▶ **Text extract**:
+ + + + +

I agree (about the deadlocks).  However, as things stand RECOVERY is a
state in the model and the model can only be in a single state.  If you
permit the transition, and recovery is going on in parallel with
removal, they'll race to set the final state (removal wants DEL and the
eh thread will set it to RUNNING).

Either we go back to having an in_recovery flag (i.e. lift recovery out
of the state model) or we make the model more complex to cope with this.
Since really the only thing we test is in_recovery, we could do a more
complex model; something like:

created
   |
   v    <--------- 
 running ---------> recovery
   |                   |
   v   <----------     v
 cancel ----------> recover/cancel
   |                   |
   v   ----------->    v
  del <------------ recover/del

I also think I'd like not to go from del -> recover/del, but unless del
actually means that all devices have completed their I/O for deletion
that can't be avoided.


> Changing the API is fine with me, but the existing code is still shaky
> because it calls scsi_alloc_target before checking scsi_host_scan_allowed.  
> Maybe that's not an out-and-out mistake, but better to avoid it.

Actually, alloc_target is properly guarded so it doesn't need the scan
mutex.  It might be nice to update the SDEV_ state model to include a
"scanning" state, that way we could properly guard the sdev_alloc as
well and dump the scan mutex ... that's probably more than a slight
change, though.

> Would you like me to submit an updated patch?

Yes, please.  It's been suggested that we should have a scsi_add_target
that returns zero on success or error on failure (with no ref to the
sdev) and keep the old behaviour of __scsi_add_target().

+ + + + +

▶ **Raw data**:
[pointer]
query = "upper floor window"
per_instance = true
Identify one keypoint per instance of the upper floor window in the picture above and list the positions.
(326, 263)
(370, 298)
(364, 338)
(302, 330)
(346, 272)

+ + + + +

▶ **Written request**:
Answer these about the SCSI state discussion:
1. If recovery runs in parallel with removal, which final state does removal want, and which does the eh thread set?
2. What new state might be added to the SDEV_ state model?
3. What should the suggested scsi_add_target return?

▶ **Reply**:
1. Removal wants DEL; the eh thread sets RUNNING.
2. A "scanning" state.
3. Zero on success or an error on failure, with no ref to the sdev.